Dataset excerpts on object pointing
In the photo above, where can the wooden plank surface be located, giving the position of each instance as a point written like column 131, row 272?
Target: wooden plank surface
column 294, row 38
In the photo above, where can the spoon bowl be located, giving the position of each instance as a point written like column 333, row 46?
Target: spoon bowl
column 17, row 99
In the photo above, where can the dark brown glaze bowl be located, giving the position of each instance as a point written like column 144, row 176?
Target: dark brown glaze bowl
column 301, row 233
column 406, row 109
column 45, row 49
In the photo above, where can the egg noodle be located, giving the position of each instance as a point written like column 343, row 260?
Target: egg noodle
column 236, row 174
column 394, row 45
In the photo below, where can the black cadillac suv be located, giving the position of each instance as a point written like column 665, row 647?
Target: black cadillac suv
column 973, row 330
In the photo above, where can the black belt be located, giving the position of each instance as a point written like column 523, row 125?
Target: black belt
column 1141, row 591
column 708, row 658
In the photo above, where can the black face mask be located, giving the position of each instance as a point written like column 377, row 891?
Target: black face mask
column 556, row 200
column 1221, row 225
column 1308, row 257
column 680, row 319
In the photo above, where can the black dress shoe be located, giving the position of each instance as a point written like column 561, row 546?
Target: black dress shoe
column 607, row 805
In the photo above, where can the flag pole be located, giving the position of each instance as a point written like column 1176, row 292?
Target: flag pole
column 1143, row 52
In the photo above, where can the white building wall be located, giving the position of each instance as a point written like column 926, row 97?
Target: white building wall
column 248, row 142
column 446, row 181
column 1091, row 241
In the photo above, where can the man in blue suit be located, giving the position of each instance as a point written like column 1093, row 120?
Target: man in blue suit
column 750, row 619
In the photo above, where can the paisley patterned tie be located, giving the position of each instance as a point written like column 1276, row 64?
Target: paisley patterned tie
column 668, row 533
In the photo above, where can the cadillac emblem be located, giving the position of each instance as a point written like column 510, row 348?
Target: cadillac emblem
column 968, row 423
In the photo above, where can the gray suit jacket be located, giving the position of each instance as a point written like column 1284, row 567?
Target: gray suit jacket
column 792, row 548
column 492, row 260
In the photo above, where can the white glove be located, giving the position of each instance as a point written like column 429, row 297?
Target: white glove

Directions for this task: Rewrite all of the records, replacing every "Target" with "Object" and leaving everything else unchanged.

Correct answer:
In the photo above, where can the wooden plank surface be located, giving the position of each instance as a point written like column 131, row 272?
Object: wooden plank surface
column 294, row 38
In the photo above, where can the spoon bowl be located, giving the position of each instance as a point written like column 333, row 46?
Object: spoon bowl
column 17, row 99
In the photo above, where can the dark brown glaze bowl be located, giving the position of each instance as a point written like column 144, row 176?
Object: dark brown glaze bowl
column 301, row 233
column 406, row 109
column 45, row 49
In the photo above, where can the egg noodle be located, giving the position of each instance as a point written like column 343, row 260?
Object: egg noodle
column 236, row 174
column 394, row 45
In the photo below, where can the black cadillac suv be located, giving the position of each instance as a point written like column 665, row 647?
Object: black cadillac suv
column 973, row 330
In the photo above, where can the black belt be located, giving the position of each instance as a point written like column 523, row 125?
Object: black belt
column 1141, row 591
column 708, row 658
In the photo above, where can the black face mask be located, giving the position of each instance as a point written like column 377, row 891?
Object: black face mask
column 556, row 200
column 1221, row 225
column 1308, row 257
column 680, row 319
In the photo above, where can the black dress shoe be located, giving the position of each instance as a point written like column 561, row 546?
Object: black dress shoe
column 607, row 805
In the photo above, where can the flag pole be located, giving the position of each instance as a point written like column 1176, row 292?
Object: flag pole
column 1143, row 52
In the photo above, where can the white building wall be located, giving the position of each instance as a point written like column 926, row 97?
Object: white building wall
column 248, row 142
column 446, row 181
column 1091, row 241
In the photo above, where can the man in blue suit be located, giving the position of each instance as a point written like column 1093, row 120?
Object: man in blue suit
column 750, row 619
In the photo above, where can the paisley patterned tie be located, giving the position of each instance as a point written like column 1276, row 64?
Object: paisley patterned tie
column 668, row 533
In the photo above, where can the cadillac emblem be located, giving the position of each instance as a point written like column 510, row 348?
Object: cadillac emblem
column 968, row 423
In the photo above, where can the gray suit jacket be located, giving the position of each instance as a point written like column 1284, row 567?
Object: gray suit jacket
column 792, row 548
column 492, row 260
In the photo above, where can the white glove be located, giving the position of each instance as a point written like column 429, row 297?
Object: white glove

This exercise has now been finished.